> Materials provided:

* Start *

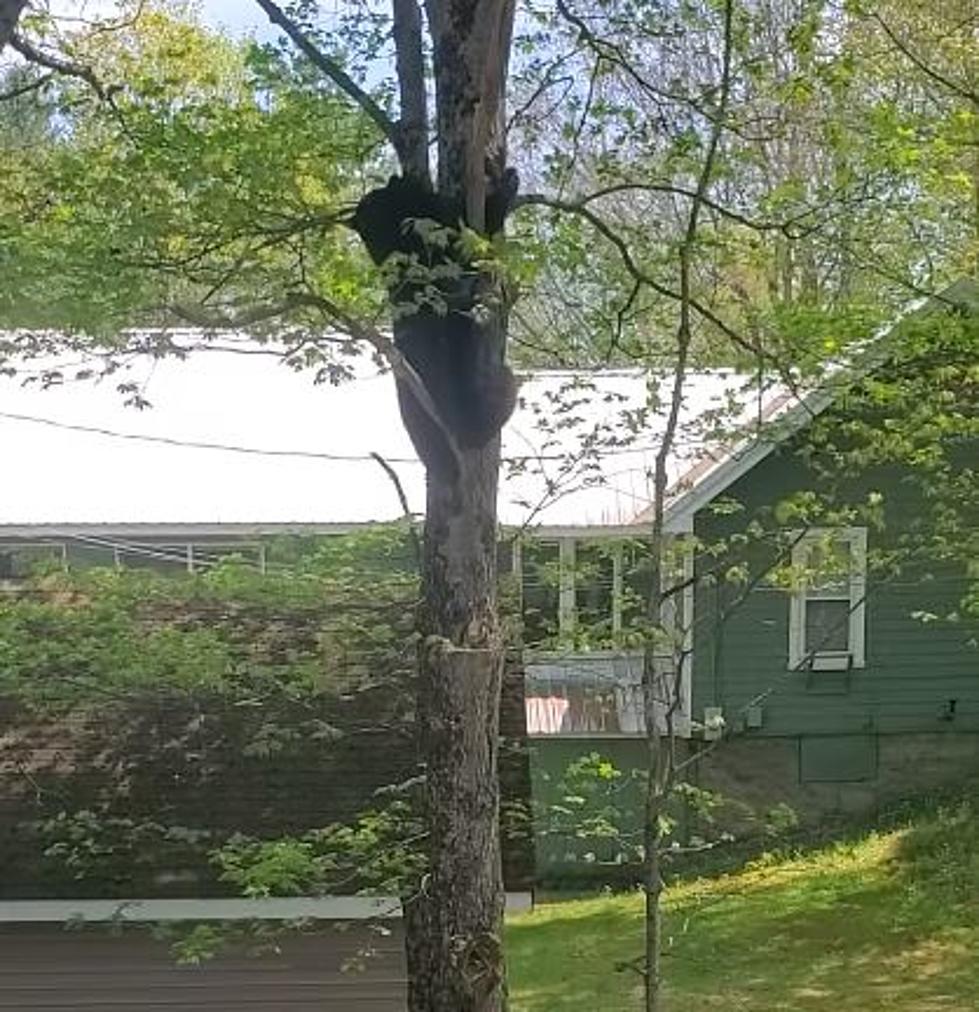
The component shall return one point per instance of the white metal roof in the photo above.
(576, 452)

* End *
* Start *

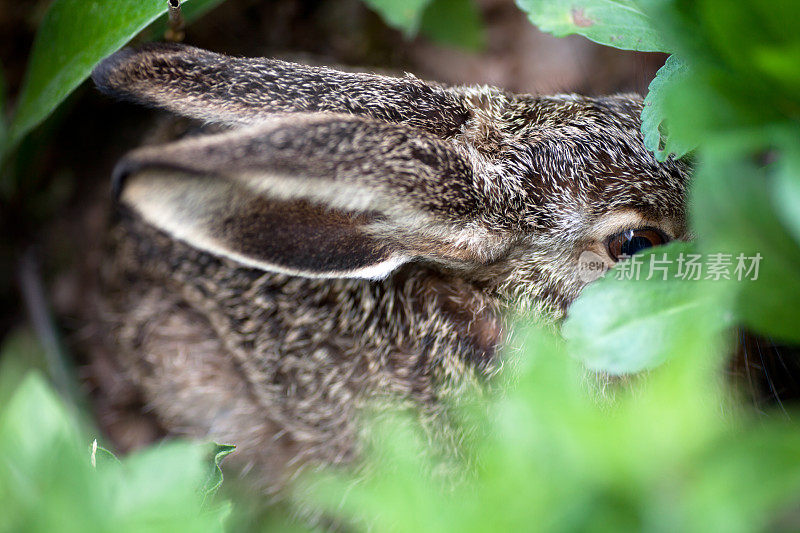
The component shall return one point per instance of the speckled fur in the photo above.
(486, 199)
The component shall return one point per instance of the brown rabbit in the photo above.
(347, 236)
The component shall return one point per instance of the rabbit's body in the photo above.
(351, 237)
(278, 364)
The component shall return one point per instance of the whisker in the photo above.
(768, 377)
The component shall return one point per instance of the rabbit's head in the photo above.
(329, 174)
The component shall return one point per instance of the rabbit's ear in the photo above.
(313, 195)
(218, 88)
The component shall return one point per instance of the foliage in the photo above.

* End *

> What the exercise asks:
Reproduce only the part of the material that opens with the line containing "head in the photo above." and closes with the line containing "The component shall return one point per instance of the foliage", changing "rabbit's ear" to "rabbit's left ear" and leaving everything else unchanged.

> Written solution:
The component shall return one point per instance of the rabbit's head in the photo above.
(329, 174)
The component shall return one point per instance of the rabbit's left ear in the photo above.
(313, 195)
(218, 88)
The component shall return one point per instance of the foliage in the photo above.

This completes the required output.